Records provided —
|---|

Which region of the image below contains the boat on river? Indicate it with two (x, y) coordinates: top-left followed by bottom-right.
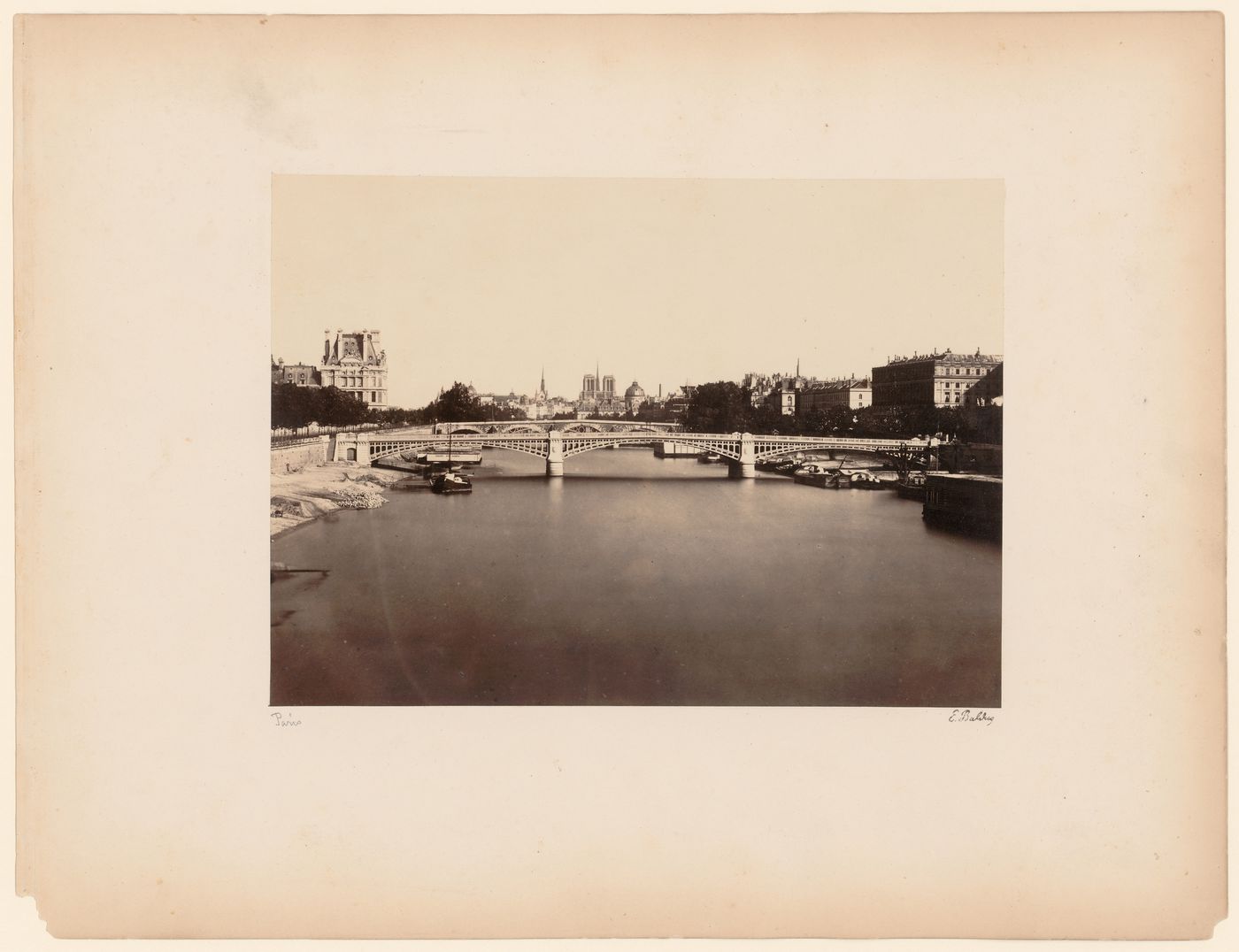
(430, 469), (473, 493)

|---|

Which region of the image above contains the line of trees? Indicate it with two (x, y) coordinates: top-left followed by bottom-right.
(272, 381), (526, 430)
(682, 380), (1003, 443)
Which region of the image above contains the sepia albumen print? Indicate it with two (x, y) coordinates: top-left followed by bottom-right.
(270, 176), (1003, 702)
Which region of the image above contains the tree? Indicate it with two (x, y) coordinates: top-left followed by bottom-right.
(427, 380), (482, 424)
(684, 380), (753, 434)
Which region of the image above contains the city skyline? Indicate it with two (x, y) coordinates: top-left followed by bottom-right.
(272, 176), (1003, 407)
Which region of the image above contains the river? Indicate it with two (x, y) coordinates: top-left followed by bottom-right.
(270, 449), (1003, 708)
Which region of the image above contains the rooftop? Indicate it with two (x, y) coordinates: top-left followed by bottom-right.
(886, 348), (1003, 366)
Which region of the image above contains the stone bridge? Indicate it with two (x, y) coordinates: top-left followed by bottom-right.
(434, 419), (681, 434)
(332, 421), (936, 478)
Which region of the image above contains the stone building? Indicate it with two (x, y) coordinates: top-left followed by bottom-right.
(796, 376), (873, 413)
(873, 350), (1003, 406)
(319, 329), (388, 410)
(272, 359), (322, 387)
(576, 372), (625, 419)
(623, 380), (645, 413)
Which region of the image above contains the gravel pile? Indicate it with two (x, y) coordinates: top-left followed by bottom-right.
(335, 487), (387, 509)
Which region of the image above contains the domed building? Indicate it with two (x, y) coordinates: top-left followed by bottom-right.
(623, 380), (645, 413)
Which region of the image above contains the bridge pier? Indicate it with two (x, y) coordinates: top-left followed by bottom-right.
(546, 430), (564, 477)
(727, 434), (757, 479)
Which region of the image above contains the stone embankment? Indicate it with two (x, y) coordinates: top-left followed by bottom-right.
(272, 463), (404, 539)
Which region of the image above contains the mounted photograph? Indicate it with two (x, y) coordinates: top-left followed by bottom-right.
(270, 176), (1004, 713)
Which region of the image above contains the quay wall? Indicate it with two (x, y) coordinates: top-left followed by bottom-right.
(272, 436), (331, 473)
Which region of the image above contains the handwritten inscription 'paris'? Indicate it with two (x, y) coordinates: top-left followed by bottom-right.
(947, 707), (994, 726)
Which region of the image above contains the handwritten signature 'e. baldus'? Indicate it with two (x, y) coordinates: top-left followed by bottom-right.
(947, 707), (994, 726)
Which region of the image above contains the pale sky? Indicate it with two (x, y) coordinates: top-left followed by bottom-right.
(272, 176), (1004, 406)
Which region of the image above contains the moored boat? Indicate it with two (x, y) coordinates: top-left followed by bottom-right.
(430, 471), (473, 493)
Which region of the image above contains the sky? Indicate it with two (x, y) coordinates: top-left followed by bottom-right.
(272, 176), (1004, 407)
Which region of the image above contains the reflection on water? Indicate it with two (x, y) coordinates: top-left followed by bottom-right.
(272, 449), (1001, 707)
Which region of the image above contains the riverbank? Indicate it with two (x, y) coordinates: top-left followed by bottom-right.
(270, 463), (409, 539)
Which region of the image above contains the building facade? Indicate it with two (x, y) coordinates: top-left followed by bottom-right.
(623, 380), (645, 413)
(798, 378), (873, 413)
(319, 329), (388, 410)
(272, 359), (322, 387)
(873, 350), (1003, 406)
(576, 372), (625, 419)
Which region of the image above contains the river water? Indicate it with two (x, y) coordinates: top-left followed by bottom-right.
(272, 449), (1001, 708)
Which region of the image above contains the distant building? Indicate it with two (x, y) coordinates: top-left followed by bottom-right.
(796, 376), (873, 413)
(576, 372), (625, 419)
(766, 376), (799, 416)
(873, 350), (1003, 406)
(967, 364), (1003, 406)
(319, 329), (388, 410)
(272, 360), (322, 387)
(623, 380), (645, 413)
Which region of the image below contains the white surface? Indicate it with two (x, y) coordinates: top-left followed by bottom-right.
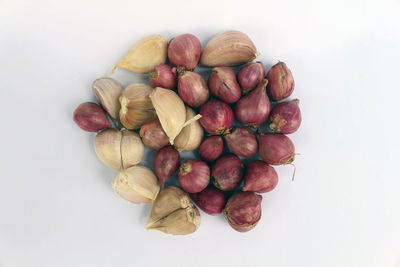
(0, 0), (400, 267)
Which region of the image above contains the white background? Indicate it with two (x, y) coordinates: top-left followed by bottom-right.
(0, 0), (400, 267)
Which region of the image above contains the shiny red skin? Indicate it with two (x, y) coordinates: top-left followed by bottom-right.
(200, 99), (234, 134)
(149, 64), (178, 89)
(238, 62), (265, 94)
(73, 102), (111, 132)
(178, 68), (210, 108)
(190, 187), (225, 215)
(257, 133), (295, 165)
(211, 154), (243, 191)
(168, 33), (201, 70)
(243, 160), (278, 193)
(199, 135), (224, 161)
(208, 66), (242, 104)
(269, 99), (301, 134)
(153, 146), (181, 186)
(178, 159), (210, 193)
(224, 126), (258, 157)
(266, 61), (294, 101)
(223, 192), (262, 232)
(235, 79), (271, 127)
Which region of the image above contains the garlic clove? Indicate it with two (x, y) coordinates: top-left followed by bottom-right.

|---|

Retype the listing above without any changes, starting at the line containing "Which region of the image above contains the reflection" and continuing up to and including the line containing "(272, 449), (1001, 708)".

Which region of the image above contains the reflection on water? Indicate it with two (x, y) coordinates: top-left followed by bottom-right.
(272, 449), (1001, 707)
Which region of the image above contains the riverbank? Indicate it with two (x, y) coordinates: top-left followed by bottom-right.
(270, 463), (409, 539)
Which region of the image above contains the building facade? Indicate it with two (x, y) coordinates: top-left followed by bottom-right.
(623, 380), (645, 413)
(798, 378), (873, 413)
(319, 329), (388, 410)
(272, 359), (322, 387)
(873, 350), (1003, 406)
(576, 372), (625, 419)
Which region of the image above contains the river water? Indicate it with two (x, y) coordinates: top-left followed by bottom-right.
(272, 449), (1001, 708)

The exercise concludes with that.